**STATED PROBLEM:** Repeat the material word for word, starting with the line that contains "Pop quiz! Can you mark the group" and ending after the line that contains "[443,189,472,251]".

**GIVEN INFORMATION:**
- - -

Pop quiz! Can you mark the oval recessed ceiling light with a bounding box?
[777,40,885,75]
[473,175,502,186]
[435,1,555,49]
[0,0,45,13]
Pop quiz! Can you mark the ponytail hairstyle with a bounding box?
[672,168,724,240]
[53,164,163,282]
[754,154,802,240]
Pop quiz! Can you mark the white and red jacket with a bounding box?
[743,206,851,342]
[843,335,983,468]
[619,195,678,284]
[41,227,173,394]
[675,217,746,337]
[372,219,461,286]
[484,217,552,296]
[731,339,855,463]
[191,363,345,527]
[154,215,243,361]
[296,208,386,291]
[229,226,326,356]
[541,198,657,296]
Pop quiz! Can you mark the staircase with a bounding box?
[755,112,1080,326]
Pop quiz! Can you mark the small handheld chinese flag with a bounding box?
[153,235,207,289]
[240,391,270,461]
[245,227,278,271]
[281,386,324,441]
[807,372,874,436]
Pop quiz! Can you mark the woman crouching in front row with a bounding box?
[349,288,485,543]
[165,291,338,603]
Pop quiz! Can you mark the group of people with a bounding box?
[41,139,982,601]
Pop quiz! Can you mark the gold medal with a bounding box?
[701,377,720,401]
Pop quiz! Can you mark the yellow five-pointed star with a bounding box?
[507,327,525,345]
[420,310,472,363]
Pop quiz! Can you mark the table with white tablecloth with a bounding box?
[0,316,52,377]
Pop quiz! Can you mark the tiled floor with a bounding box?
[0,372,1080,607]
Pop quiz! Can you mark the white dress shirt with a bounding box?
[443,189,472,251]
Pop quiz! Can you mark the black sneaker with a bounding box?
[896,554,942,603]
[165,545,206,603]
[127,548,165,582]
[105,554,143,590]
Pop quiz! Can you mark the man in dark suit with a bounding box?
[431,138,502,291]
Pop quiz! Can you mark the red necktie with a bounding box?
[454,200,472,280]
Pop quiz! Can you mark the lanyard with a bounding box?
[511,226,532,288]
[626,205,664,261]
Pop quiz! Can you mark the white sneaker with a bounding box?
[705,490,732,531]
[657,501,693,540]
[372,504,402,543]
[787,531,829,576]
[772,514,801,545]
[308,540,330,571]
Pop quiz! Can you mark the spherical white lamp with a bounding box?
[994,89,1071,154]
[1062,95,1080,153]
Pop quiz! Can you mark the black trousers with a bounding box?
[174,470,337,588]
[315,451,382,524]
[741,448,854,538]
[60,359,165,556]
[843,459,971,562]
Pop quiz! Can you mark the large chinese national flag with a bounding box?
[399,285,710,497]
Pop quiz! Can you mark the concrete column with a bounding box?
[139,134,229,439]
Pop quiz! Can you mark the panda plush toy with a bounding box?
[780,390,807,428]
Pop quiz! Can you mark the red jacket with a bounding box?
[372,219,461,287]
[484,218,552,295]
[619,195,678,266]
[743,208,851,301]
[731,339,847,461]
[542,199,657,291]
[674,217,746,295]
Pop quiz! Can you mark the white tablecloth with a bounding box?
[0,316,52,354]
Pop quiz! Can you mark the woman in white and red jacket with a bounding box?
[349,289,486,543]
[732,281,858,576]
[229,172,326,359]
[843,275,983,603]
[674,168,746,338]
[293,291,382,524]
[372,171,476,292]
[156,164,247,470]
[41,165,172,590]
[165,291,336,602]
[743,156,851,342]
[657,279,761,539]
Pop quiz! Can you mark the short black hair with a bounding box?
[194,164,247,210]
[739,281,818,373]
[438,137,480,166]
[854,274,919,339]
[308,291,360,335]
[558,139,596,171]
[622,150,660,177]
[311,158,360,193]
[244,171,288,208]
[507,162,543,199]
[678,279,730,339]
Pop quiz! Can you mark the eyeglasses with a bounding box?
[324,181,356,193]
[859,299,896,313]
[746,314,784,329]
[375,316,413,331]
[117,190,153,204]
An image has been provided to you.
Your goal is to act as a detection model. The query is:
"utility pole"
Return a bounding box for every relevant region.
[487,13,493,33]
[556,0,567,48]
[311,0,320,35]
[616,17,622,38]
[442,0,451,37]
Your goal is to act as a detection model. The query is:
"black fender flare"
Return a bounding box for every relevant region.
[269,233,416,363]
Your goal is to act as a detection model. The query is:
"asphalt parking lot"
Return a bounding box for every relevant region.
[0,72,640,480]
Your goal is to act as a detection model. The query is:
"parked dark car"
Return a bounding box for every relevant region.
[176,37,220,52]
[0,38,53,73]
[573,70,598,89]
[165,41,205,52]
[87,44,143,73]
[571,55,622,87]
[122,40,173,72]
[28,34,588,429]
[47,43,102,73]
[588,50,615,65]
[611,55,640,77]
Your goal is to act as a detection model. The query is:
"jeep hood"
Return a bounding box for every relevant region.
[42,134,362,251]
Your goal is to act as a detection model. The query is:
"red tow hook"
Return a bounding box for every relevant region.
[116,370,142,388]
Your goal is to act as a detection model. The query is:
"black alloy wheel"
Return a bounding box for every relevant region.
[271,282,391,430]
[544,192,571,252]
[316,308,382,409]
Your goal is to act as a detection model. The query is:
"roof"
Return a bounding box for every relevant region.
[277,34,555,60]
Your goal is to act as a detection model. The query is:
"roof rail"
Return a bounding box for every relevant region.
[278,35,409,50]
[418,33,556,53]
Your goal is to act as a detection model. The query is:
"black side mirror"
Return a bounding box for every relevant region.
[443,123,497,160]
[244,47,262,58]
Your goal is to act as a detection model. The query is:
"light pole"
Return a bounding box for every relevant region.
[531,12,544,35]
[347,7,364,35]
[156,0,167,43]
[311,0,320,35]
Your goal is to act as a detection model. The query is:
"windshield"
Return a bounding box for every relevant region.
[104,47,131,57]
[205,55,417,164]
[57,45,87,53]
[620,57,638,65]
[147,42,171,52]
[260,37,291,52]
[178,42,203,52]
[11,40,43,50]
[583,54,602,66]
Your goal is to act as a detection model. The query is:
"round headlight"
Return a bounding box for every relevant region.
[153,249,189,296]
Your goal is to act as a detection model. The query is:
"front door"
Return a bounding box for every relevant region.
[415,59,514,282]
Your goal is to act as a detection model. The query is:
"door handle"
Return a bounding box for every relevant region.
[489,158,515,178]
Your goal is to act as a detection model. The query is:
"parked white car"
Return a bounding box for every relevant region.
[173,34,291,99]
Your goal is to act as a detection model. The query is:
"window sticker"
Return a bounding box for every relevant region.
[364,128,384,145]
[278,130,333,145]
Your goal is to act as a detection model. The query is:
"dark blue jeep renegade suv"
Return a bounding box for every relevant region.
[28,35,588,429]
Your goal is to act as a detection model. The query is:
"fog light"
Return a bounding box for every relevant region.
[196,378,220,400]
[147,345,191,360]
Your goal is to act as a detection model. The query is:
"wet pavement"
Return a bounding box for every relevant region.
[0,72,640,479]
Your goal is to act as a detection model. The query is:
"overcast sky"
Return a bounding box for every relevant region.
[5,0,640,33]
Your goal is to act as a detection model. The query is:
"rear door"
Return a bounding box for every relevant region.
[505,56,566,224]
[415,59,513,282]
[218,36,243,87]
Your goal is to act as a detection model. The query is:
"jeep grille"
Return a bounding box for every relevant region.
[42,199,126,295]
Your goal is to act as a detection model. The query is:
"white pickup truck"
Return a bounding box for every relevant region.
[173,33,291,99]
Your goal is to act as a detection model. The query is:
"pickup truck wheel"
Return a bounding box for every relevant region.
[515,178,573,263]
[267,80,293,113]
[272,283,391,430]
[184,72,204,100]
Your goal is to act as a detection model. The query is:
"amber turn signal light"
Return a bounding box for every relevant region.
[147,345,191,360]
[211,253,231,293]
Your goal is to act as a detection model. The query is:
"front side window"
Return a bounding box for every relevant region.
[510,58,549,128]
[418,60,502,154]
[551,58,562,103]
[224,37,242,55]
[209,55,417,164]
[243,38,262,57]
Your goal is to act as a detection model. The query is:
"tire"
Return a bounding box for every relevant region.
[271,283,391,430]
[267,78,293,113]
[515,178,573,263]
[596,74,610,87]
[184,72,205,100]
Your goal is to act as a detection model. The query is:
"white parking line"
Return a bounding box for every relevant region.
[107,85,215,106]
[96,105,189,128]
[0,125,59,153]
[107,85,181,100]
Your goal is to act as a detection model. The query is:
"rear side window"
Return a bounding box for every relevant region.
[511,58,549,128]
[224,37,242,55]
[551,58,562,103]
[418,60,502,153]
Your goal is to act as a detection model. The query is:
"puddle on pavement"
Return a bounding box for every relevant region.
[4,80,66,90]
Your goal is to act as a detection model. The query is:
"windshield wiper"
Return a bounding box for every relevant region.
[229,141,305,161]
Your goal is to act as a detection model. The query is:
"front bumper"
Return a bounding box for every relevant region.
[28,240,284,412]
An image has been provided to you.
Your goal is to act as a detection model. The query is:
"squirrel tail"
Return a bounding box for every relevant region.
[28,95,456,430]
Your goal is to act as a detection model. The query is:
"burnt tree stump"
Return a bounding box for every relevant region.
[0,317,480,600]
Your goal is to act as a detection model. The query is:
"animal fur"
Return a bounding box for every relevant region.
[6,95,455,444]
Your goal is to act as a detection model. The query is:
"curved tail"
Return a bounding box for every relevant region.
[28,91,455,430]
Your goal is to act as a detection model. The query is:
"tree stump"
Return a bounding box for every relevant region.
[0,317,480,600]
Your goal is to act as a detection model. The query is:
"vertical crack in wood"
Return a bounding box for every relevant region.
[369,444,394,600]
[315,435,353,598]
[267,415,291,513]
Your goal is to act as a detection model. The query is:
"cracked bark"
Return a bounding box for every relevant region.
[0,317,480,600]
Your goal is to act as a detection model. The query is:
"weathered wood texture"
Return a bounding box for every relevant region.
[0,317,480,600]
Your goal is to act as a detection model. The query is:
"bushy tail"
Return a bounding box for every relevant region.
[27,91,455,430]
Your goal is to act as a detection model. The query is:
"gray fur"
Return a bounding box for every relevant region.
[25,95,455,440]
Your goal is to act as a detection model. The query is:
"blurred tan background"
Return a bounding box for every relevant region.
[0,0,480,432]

- - -

**EXERCISE RESULT:**
Pop quiz! Can you mark the group of people with a bounding box?
[41,139,982,601]
Pop quiz! Can you mark the gold medal with a bounding box?
[701,377,720,401]
Pop quiz! Can you mark the yellow five-pointed star with a bounding box?
[507,327,525,345]
[420,310,472,363]
Pop quiz! Can you mark the table with white tablecloth with a bounding box?
[0,316,52,377]
Pop quiz! Can you mark the tiled floor with a bounding box?
[0,372,1080,607]
Pop quiz! Can you mark the white dress shirt with a bounding box?
[443,189,472,251]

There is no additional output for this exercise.